───── Extracted material ─────

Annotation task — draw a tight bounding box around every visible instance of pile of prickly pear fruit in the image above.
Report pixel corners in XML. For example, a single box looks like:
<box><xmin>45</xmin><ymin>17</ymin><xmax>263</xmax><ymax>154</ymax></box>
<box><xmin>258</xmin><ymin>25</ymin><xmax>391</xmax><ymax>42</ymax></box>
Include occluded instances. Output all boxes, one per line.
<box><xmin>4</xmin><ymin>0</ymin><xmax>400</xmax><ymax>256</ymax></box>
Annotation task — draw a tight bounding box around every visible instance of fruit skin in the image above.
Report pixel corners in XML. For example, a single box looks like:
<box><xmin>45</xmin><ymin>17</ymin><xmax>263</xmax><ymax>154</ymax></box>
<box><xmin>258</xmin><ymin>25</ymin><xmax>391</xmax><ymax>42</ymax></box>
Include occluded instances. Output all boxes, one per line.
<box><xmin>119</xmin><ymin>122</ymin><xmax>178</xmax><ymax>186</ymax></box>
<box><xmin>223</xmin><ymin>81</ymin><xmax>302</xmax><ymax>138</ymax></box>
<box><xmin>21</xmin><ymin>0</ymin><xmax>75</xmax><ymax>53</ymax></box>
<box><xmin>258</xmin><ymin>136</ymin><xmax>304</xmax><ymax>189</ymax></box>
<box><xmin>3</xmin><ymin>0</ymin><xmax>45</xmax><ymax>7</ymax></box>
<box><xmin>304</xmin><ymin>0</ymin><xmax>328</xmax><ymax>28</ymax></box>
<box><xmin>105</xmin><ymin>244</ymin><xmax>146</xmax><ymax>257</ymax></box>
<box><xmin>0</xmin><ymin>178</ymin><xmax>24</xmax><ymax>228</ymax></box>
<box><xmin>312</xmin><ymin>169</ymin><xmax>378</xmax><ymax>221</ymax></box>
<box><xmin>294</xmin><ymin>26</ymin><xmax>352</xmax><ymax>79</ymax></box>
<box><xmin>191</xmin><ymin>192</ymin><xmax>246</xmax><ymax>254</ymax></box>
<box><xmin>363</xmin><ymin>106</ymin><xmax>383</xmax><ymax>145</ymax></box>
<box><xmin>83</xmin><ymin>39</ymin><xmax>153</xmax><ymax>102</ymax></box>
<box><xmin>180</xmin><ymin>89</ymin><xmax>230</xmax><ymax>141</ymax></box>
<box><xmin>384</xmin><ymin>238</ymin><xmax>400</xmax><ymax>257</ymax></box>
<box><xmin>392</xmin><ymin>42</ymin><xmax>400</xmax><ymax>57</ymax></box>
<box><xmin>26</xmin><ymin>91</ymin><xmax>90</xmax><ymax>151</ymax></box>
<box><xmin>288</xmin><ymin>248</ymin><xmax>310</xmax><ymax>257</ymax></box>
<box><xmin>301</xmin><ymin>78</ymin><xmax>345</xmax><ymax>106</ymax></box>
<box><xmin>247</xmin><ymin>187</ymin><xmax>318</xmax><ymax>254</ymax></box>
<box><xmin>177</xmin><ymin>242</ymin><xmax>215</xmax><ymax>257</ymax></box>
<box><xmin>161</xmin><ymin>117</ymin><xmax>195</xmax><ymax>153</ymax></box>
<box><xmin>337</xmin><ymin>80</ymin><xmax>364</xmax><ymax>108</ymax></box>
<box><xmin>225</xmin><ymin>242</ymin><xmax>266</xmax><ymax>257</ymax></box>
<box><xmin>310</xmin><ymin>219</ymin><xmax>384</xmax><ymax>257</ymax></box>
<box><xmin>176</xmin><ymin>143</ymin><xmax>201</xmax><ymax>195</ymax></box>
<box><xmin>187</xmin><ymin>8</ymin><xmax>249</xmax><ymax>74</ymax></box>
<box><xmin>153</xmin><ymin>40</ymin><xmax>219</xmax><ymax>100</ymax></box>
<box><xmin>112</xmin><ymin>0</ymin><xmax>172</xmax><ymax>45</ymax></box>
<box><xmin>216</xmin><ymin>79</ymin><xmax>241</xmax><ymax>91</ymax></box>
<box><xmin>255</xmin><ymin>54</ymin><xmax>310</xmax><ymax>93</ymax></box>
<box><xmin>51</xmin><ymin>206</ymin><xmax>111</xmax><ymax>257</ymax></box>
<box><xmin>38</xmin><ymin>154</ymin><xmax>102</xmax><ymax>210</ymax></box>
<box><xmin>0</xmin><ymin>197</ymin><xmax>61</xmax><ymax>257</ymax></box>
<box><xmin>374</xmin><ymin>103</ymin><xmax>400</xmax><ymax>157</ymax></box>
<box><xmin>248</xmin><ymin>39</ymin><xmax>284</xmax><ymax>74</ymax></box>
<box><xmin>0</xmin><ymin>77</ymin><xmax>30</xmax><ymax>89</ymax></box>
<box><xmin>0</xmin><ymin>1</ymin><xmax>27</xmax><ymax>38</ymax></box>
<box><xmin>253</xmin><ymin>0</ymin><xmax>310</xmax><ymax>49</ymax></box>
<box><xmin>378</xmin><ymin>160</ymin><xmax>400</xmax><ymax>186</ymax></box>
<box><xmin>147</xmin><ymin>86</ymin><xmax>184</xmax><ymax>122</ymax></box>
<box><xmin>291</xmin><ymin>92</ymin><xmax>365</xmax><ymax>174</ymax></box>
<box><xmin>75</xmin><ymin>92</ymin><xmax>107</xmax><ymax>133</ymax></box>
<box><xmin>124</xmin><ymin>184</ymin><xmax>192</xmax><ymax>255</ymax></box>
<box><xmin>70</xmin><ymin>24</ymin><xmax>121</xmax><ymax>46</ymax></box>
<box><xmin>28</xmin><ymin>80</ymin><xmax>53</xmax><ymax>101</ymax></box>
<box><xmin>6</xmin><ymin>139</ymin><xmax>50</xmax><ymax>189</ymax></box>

─────

#### Try it:
Among the lines of the data, which ones contain the word "tight"? Show them.

#### Solution to the problem:
Annotation task — draw a tight bounding box around every visible instance of pile of prickly pear fruit in the image above.
Annotation task — draw a tight bounding box around every visible instance of fruit skin in the image above.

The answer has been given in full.